Named object pointing entries:
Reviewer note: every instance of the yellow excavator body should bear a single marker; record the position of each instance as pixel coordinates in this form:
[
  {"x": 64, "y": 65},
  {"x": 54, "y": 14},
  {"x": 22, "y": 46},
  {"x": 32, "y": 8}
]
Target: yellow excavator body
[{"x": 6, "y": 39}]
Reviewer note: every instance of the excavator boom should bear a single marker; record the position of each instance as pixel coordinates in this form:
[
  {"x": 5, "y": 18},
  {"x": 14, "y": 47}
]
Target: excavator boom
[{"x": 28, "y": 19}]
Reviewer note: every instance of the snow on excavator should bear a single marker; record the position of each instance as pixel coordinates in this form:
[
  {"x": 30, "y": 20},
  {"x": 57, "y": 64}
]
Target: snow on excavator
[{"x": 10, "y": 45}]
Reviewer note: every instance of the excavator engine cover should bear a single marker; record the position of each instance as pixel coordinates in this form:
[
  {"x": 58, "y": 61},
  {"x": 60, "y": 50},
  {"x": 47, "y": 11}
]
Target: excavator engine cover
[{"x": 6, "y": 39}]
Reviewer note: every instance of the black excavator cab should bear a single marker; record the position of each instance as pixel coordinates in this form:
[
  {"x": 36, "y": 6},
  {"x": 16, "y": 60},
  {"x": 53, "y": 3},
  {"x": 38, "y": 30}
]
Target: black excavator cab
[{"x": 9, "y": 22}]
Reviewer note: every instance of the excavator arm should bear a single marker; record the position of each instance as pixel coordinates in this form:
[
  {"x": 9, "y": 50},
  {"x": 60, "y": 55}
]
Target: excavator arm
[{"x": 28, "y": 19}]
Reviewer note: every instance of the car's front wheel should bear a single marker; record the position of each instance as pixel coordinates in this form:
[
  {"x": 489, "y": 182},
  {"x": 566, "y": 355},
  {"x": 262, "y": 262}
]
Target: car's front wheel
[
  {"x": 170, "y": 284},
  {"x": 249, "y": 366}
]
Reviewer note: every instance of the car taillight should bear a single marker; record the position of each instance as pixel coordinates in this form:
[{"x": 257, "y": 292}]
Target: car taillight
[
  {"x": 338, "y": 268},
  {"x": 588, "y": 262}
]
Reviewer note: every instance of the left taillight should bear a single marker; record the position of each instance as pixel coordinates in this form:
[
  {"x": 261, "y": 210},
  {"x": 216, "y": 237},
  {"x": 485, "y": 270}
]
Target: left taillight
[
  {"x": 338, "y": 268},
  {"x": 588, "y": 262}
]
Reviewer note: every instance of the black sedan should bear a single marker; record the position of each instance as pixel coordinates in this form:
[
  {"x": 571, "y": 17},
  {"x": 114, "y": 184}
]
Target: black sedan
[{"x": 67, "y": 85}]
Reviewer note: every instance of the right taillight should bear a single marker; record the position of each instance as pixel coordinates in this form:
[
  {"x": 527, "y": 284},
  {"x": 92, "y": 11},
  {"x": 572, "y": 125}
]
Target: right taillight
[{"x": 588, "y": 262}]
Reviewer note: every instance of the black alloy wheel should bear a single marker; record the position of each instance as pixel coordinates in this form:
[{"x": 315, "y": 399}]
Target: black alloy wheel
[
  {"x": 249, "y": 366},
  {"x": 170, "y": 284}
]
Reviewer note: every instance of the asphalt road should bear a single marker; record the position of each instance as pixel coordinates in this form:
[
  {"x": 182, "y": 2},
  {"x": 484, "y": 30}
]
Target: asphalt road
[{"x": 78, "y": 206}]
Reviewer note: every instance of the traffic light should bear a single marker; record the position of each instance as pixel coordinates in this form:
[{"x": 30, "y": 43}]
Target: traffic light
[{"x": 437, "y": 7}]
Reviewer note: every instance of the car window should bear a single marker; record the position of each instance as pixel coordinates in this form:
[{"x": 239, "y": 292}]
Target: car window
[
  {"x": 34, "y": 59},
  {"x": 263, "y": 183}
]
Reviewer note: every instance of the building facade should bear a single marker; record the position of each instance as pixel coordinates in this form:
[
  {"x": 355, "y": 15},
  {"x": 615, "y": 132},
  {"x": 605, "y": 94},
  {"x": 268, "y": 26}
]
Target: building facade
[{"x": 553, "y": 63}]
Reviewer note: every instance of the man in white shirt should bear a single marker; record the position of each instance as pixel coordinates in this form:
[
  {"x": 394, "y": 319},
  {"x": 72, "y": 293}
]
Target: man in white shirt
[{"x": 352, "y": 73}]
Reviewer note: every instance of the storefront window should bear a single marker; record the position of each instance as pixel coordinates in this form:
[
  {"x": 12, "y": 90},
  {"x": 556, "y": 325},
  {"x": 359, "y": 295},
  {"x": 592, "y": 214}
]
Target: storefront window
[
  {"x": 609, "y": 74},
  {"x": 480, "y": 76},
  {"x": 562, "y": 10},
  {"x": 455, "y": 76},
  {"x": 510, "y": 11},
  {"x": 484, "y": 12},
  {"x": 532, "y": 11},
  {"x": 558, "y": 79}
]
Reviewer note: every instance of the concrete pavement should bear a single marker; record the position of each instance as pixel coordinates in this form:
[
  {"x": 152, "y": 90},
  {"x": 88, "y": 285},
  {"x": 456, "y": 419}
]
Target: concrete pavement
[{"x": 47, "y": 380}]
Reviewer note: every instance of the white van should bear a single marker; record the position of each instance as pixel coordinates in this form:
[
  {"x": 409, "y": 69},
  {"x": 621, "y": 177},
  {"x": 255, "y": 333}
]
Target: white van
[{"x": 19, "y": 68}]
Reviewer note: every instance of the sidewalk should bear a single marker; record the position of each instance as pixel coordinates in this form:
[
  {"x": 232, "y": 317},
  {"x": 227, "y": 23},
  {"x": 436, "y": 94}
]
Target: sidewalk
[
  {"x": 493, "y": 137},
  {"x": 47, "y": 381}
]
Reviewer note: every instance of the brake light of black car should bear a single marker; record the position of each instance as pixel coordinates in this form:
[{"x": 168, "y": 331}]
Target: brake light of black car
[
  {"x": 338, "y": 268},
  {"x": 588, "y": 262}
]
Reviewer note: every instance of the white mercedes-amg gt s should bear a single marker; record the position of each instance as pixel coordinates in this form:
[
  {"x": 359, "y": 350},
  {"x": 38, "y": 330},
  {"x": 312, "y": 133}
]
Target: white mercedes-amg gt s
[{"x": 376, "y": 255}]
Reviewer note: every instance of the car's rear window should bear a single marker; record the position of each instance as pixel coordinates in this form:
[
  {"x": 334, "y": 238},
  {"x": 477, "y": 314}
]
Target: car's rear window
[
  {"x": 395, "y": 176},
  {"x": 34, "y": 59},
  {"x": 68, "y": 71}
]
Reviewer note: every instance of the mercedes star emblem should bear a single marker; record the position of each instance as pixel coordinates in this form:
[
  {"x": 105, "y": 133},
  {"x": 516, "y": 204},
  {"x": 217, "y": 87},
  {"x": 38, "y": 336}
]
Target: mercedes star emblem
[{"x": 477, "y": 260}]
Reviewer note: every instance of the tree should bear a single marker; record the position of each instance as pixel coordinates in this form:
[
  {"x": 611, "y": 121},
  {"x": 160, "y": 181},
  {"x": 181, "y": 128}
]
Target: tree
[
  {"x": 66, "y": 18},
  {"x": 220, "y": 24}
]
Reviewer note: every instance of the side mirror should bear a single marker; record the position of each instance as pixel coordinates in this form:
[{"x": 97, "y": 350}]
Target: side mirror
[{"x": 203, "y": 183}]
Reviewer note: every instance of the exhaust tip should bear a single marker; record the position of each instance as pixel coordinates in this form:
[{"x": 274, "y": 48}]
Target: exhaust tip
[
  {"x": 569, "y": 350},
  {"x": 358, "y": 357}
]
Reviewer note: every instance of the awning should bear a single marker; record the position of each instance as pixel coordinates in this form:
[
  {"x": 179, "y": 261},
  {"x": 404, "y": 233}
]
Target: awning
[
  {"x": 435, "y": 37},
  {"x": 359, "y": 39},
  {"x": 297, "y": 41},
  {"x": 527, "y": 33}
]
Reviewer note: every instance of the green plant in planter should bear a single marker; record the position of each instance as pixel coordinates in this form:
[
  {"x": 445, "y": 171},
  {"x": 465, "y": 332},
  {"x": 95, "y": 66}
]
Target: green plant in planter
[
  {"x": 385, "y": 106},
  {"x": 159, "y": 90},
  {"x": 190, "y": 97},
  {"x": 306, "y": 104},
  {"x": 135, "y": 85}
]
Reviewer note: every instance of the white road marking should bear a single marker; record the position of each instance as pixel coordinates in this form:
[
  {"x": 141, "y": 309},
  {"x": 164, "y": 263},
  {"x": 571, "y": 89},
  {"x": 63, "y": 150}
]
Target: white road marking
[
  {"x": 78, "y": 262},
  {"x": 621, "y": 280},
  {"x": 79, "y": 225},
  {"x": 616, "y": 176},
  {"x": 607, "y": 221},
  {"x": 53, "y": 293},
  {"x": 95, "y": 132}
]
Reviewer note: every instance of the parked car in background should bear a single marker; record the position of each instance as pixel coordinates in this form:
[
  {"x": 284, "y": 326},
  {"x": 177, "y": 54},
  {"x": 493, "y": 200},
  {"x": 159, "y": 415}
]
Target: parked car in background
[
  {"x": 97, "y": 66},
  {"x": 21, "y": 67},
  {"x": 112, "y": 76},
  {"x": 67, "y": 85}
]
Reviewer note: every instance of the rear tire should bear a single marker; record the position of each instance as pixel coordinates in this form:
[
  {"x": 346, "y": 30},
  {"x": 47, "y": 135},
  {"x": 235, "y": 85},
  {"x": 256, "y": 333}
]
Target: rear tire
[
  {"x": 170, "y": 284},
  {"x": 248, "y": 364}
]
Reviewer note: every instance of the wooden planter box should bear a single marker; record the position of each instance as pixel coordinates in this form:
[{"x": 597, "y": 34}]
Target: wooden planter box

◆ EXERCISE ◆
Copy out exactly the lines between the line with "Reviewer note: every instance of the white road" and the last line of the entries, counting both of those lines.

◆ RESULT OF THE TASK ◆
Reviewer note: every instance of the white road marking should bear a single marker; record the position of each instance as pixel coordinates in this form:
[
  {"x": 141, "y": 309},
  {"x": 164, "y": 263},
  {"x": 571, "y": 89},
  {"x": 63, "y": 150}
]
Target: white road marking
[
  {"x": 78, "y": 262},
  {"x": 621, "y": 280},
  {"x": 79, "y": 225},
  {"x": 616, "y": 176},
  {"x": 607, "y": 221},
  {"x": 53, "y": 293},
  {"x": 95, "y": 132}
]
Reviewer note: every instance of the parked car in background should bear a single marker; record the position of each instance as pixel coordinates in this form:
[
  {"x": 284, "y": 326},
  {"x": 177, "y": 54},
  {"x": 493, "y": 200},
  {"x": 159, "y": 415}
]
Target: parked car in background
[
  {"x": 97, "y": 66},
  {"x": 21, "y": 67},
  {"x": 112, "y": 76},
  {"x": 67, "y": 85}
]
Reviewer note: every instance of the rear tire should bear a single marker; record the position of each instance as pixel coordinates in this form:
[
  {"x": 346, "y": 30},
  {"x": 47, "y": 135},
  {"x": 235, "y": 85},
  {"x": 256, "y": 333}
]
Target: rear tire
[
  {"x": 170, "y": 284},
  {"x": 248, "y": 364}
]
Reviewer note: every instance of the wooden planter box should bear a single marker; record the position of each instance as pixel coordinates in this form:
[{"x": 597, "y": 34}]
Target: wooden planter box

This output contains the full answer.